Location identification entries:
* * *

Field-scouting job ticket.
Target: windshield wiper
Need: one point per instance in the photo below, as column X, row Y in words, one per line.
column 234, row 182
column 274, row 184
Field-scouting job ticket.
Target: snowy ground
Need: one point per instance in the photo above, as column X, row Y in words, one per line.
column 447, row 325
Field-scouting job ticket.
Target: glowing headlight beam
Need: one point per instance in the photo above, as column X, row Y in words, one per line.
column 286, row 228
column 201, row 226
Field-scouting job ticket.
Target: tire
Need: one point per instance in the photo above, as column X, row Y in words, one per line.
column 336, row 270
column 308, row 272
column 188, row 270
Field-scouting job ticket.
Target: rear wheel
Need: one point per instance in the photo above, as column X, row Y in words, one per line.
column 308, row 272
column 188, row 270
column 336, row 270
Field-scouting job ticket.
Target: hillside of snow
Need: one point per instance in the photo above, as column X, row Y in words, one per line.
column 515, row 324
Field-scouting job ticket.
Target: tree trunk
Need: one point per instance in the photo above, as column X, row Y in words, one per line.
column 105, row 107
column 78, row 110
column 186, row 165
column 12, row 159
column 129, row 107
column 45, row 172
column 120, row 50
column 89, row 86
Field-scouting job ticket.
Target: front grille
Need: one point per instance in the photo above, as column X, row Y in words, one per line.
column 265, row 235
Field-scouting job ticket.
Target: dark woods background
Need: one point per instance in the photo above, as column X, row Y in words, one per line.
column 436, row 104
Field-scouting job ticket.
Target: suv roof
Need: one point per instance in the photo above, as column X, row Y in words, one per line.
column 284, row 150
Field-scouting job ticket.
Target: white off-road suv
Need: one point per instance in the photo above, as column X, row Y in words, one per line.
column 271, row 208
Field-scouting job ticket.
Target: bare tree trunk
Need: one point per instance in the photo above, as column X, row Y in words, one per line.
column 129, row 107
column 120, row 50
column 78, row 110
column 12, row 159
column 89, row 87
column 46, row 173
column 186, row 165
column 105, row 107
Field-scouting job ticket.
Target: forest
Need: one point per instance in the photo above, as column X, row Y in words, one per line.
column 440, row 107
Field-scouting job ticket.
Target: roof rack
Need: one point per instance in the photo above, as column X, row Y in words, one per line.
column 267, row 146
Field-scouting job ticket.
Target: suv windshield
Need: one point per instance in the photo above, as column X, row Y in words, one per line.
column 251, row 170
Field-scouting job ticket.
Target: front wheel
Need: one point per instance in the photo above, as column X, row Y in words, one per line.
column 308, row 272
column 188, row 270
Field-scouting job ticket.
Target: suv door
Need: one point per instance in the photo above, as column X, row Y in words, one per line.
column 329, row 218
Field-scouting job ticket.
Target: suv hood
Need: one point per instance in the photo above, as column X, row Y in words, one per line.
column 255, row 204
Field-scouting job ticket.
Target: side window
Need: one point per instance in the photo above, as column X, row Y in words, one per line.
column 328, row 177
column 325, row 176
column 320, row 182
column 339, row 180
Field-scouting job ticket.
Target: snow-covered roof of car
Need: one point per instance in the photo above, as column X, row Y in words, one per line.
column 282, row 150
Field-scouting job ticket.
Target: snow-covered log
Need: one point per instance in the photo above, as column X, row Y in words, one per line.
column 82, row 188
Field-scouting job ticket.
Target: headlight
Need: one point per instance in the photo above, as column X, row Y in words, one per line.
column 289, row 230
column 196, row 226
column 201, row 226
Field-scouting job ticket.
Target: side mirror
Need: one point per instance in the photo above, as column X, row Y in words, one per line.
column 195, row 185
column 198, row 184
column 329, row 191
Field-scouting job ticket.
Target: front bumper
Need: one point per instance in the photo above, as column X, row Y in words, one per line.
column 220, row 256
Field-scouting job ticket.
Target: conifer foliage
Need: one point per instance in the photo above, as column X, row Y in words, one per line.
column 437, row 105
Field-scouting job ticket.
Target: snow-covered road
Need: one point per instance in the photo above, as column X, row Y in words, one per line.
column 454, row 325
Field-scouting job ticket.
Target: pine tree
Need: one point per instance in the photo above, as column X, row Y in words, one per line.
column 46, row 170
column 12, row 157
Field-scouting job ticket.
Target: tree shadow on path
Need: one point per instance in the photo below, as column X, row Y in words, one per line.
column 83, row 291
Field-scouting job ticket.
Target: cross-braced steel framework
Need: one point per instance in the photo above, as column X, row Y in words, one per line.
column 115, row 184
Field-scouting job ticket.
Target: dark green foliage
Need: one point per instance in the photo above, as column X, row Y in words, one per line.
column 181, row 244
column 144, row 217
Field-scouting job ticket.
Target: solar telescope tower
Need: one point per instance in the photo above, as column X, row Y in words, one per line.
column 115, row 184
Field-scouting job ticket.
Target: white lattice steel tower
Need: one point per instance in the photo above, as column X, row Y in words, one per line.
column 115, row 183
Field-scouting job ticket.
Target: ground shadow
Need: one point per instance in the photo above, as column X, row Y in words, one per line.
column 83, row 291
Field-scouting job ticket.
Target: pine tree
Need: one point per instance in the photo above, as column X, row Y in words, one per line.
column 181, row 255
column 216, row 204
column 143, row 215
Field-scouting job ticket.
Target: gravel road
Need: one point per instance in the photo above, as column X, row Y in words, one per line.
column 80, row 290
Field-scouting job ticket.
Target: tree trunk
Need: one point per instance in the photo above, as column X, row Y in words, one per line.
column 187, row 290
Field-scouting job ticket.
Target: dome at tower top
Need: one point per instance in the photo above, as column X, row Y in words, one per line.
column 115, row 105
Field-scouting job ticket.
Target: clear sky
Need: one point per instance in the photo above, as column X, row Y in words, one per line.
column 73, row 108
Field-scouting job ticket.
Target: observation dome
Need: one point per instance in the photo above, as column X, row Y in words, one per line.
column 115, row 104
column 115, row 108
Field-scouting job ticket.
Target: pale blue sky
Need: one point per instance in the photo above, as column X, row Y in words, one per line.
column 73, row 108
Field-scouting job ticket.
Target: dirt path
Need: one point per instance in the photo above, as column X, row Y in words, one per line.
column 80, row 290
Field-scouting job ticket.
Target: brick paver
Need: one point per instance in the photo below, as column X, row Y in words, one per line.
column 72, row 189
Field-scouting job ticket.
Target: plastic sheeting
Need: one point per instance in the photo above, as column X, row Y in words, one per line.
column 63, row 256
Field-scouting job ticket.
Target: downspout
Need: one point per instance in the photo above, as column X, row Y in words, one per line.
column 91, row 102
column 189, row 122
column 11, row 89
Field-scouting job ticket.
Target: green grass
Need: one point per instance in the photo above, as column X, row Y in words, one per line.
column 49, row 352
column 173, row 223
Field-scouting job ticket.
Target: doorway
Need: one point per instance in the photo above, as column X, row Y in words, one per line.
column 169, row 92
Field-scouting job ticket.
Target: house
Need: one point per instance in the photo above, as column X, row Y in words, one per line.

* * *

▶ [Directions]:
Rewrite all of the material above, changing "job ticket" to "work order" everywhere it occurs and keeping everything else the same.

▶ [Solution to this exercise]:
Field-scouting work order.
Target: windshield wiper
Need: one point per instance in the photo below, as column X, row Y in words, one per line.
column 234, row 182
column 274, row 184
Field-scouting work order.
Target: snowy ground
Need: one point per instance in the photo above, as column X, row Y in words, one per line.
column 447, row 325
Field-scouting work order.
Target: glowing headlight beam
Need: one point per instance in the photo above, as column X, row Y in words, one per line.
column 286, row 228
column 201, row 226
Field-scouting work order.
Target: tire
Need: one point per instance in the photo above, as column X, row Y in words, one per line.
column 336, row 270
column 308, row 272
column 188, row 270
Field-scouting work order.
Target: rear wheel
Need: one point per instance in the photo above, as column X, row Y in words, one per line.
column 308, row 272
column 188, row 270
column 336, row 270
Field-scouting work order.
Target: hillside of snow
Need: one point per instance in the photo above, as column X, row Y in words, one per line.
column 515, row 324
Field-scouting work order.
Target: tree trunk
Need: one point per instance in the photo above, as column X, row Y in words, one per line.
column 105, row 107
column 78, row 110
column 186, row 165
column 12, row 159
column 129, row 107
column 45, row 172
column 120, row 50
column 89, row 86
Field-scouting work order.
Target: front grille
Need: one point per instance in the photo above, as column X, row Y in words, one per line.
column 265, row 235
Field-scouting work order.
Target: dark woods background
Need: one point per instance in the photo above, as column X, row Y in words, one per line.
column 436, row 104
Field-scouting work order.
Target: suv roof
Need: one point per instance in the photo above, as column X, row Y in words, one per line.
column 284, row 150
Field-scouting work order.
Target: white off-road suv
Need: one point per instance in the photo above, as column X, row Y in words, one per line.
column 271, row 208
Field-scouting work order.
Target: bare tree trunk
Need: one point per instance in the photo above, as column X, row Y in words, one per line.
column 129, row 107
column 120, row 50
column 78, row 110
column 12, row 159
column 89, row 87
column 46, row 173
column 186, row 165
column 105, row 107
Field-scouting work order.
Target: forest
Need: one point per instance in the photo above, as column X, row Y in words, one per line.
column 440, row 107
Field-scouting work order.
Target: roof rack
Need: one point per instance in the photo above, as column X, row Y in words, one per line.
column 267, row 146
Field-scouting work order.
Target: suv windshield
Need: one point per instance in the photo above, as column X, row Y in words, one per line.
column 251, row 170
Field-scouting work order.
Target: front wheel
Need: one point per instance in the photo above, as column X, row Y in words, one per line.
column 308, row 272
column 188, row 270
Field-scouting work order.
Target: suv door
Need: one point per instance in the photo above, as column X, row Y in words, one per line.
column 329, row 218
Field-scouting work order.
Target: suv hood
Need: one point per instance in the photo above, as column X, row Y in words, one per line.
column 255, row 204
Field-scouting work order.
Target: side window
Need: one point per instance in the photo above, as column X, row Y in words, one per line.
column 328, row 177
column 325, row 176
column 320, row 182
column 339, row 180
Field-scouting work order.
Target: snow-covered roof of car
Need: one point per instance in the photo above, as column X, row Y in words, one per line.
column 282, row 150
Field-scouting work order.
Target: snow-covered log
Need: one point per instance in the photo above, as column X, row Y in words, one per line.
column 82, row 188
Field-scouting work order.
Target: headlight
Need: one point per instance in the photo above, as column X, row Y in words, one per line.
column 289, row 230
column 196, row 226
column 201, row 226
Field-scouting work order.
Target: side mirror
Need: one point per instance in the photo above, as column X, row Y in words, one per line.
column 195, row 185
column 198, row 184
column 329, row 191
Field-scouting work order.
Target: front bumper
Need: one point per instance in the photo above, as column X, row Y in words, one per line.
column 220, row 256
Field-scouting work order.
Target: conifer foliage
Need: one point per instance in the photo above, as column X, row Y in words, one per line.
column 437, row 105
Field-scouting work order.
Target: snow-covered road
Need: one point per instance in the photo above, as column X, row Y in words, one per line.
column 454, row 325
Field-scouting work order.
Target: pine tree
Need: one point per instance in the photo above, as column X, row Y in words, one per line.
column 46, row 170
column 12, row 157
Field-scouting work order.
Target: tree shadow on path
Need: one point per instance in the photo below, as column X, row Y in words, one per line.
column 83, row 291
Field-scouting work order.
Target: cross-braced steel framework
Need: one point per instance in the photo above, as column X, row Y in words, one per line.
column 115, row 184
Field-scouting work order.
Target: dark green foliage
Need: one point per instance in the photo above, as column X, row Y in words, one per line.
column 181, row 244
column 144, row 217
Field-scouting work order.
Target: solar telescope tower
Need: one point per instance in the photo above, as column X, row Y in words, one per line.
column 115, row 184
Field-scouting work order.
Target: white lattice steel tower
Need: one point per instance in the photo above, as column X, row Y in words, one per line.
column 115, row 183
Field-scouting work order.
Target: ground shadow
Need: one point per instance in the photo above, as column X, row Y in words, one per line.
column 83, row 291
Field-scouting work order.
Target: pine tree
Need: one point per instance in the photo above, as column X, row Y in words, one per line.
column 181, row 255
column 216, row 204
column 143, row 215
Field-scouting work order.
Target: gravel road
Need: one point per instance in the photo above, as column X, row Y in words, one per line.
column 80, row 290
Field-scouting work order.
Target: tree trunk
Need: one point per instance in the photo above, as column X, row Y in words, one per line.
column 187, row 290
Field-scouting work order.
Target: dome at tower top
Need: one point per instance in the photo above, as column X, row Y in words, one per line.
column 115, row 105
Field-scouting work order.
Target: clear sky
Need: one point per instance in the photo above, as column X, row Y in words, one per line.
column 73, row 108
Field-scouting work order.
Target: observation dome
Need: one point per instance in the photo above, as column X, row Y in words, one per line.
column 115, row 104
column 115, row 108
Field-scouting work order.
Target: pale blue sky
Need: one point per instance in the photo above, as column X, row Y in words, one per line.
column 73, row 108
Field-scouting work order.
Target: dirt path
Need: one point per instance in the photo above, as column X, row Y in words, one per line.
column 80, row 290
Field-scouting work order.
Target: brick paver
Need: one point per instance in the photo below, as column X, row Y in words, one per line.
column 72, row 189
Field-scouting work order.
Target: plastic sheeting
Need: one point per instance in the photo above, as column X, row Y in words, one per line.
column 63, row 256
Field-scouting work order.
Target: downspout
Need: one point per instance in the photo above, as column X, row Y in words, one per line.
column 91, row 102
column 189, row 122
column 11, row 89
Field-scouting work order.
Target: green grass
Need: one point per instance in the photo above, as column X, row Y in words, one per line.
column 49, row 352
column 173, row 223
Field-scouting work order.
Target: doorway
Need: one point per instance in the photo above, as column X, row Y in words, one per line.
column 169, row 92
Field-scouting work order.
Target: house
Need: one point per instance in the photo above, as column X, row Y in words, one per line.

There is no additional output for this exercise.